◆ **Problems**
(A) Do these statements agree with the blog post? (i) The writer moved out of an apartment shared with a friend. (ii) The writer's new flat is in the middle of town. (iii) The writer had often eaten alone at the mother's kitchen table. For each, answer yes or no and quote the deciding words of the blog post.
(B) According to the blog post, why did visitors stop coming once the writer moved to the new place? Answer in one to three sentences.
(C) Reproduce verbatim the part of the blog post between "About a year" and "of those realisations.", inclusive.

◆ **Document**
☆ ☆ ☆ ☆
Tuesday, September 23, 2014

Dinner for 1

If you are going to pity me after this post, I suggest you turn back and wait for my next post..I promise it will be less pity worthy...if you are going to empathise, "welcome home honey."
About a year ago, I had a string of strange, and with hindsight,funny encounters. I decided it was time to change my definition of what my life should be. So I took out a notebook and a pen, and started writing a list of things I expected from this year. Somewhere between my birthday and my list of inspiration, I made some realisations. This is the story of those realisations.
You see, I knew what I wanted from life. I knew what I expected from my career, from my body, from my family but when I started a list of what I wanted from my relationships, I drew a very disconcerting blank.The male species baffles me, awes me and continuously perturbs me. I had been in and out of relationships and yet for reasons, I could not explain to myself, I had no idea where any of them were going. I was beyond the age where I could say such things in public. It was shameful to admit such things when half your support system had families and in-laws always unceremoniously stepping in on your plans. What was I to do? I was going to sit up straight and pretend I had a good idea of what men wanted, needed or even slightly hoped for. I thought I had things under control. But as I looked at the blank paper in front of me, I decided that the best course of action was to write a list of what I expected out of myself and then maybe I'll know what I needed from other people.. So, off I went to self improve.
STEP no. 1: I needed to find myself. I noticed I had never done anything by myself. And I mean anything. I had never sat at the counter of a bar and had a drink by myself, I had never gone for a jog by myself, I had never even eaten a meal by myself willingly. I would sleep hungry and wait for people to come and eat with me. Who lives like that? I prided myself for being independent and yet I had never even sat down at my mother's kitchen table (the safest place in the world), and eaten by my own self. Ever. Maybe I was scared of my thoughts, did I think I was going to fidget my hands into stumps? I had to learn to be by myself for a while. I moved out of the apartment I shared with a friend and went in search of a place to live......by myself. My budget was restricted and my tastes even more so. I eventually ended up in a little flat a little out of town. The weather was great, the apartment fit my needs and I didn't have to rob a bank. I was happy. I was moving on up. I was going to eat my issues with a big spoon and enjoy it.
PROBLEM no. 1: No one ever comes. I used to live in a convenient place. Drop ins were common and welcome. Parking was available and sufficient. Now my new place was everything that my old place wasn't. It is far, in the cooler climates of our diverse country and it has an almost laughable parking. I don't live far enough to call it a road trip and I don't live near enough for a walk-in. I found myself alone a lot. I would wake up on a Saturday and stare at the wall for half a day, watch movies the other half then then sit depressed through the night feeling abandoned. I needed people who I could sit around and not talk to. So I invited people over. All the time. And the days there was no one, I would drive to someone else's house and surround them with my fantastic presence......and probably suck out their energy. Eventually, I found out that this habit was unsustainable. I had 2 options.....learn to be alone or move back into the city.
☆ ☆ ☆ ☆
(Dataset rows)
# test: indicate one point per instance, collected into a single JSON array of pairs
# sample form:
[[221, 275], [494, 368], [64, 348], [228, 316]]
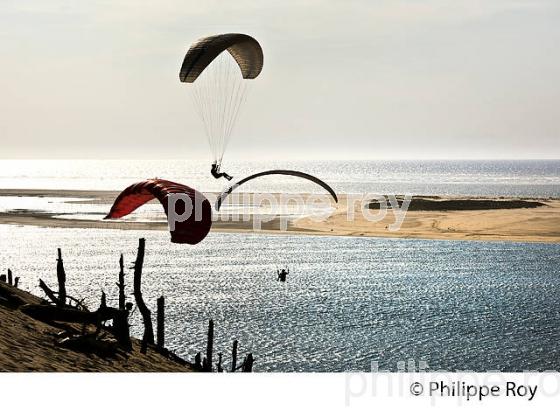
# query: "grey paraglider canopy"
[[246, 51], [299, 174], [217, 82]]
☆ ☆ ☆ ☆
◆ **Exercise responses**
(A)
(i) Yes: "I moved out of the apartment I shared with a friend"
(ii) No: "I eventually ended up in a little flat a little out of town."
(iii) No: "I had never even sat down at my mother's kitchen table (the safest place in the world), and eaten by my own self."

(B) The new place is far away, in the cooler climates of the country, and has almost laughable parking. It is not far enough for a visit to count as a road trip, but it is also not near enough for people to walk in. The old place had been convenient, with plenty of parking.

(C)
About a year ago, I had a string of strange, and with hindsight,funny encounters. I decided it was time to change my definition of what my life should be. So I took out a notebook and a pen, and started writing a list of things I expected from this year. Somewhere between my birthday and my list of inspiration, I made some realisations. This is the story of those realisations.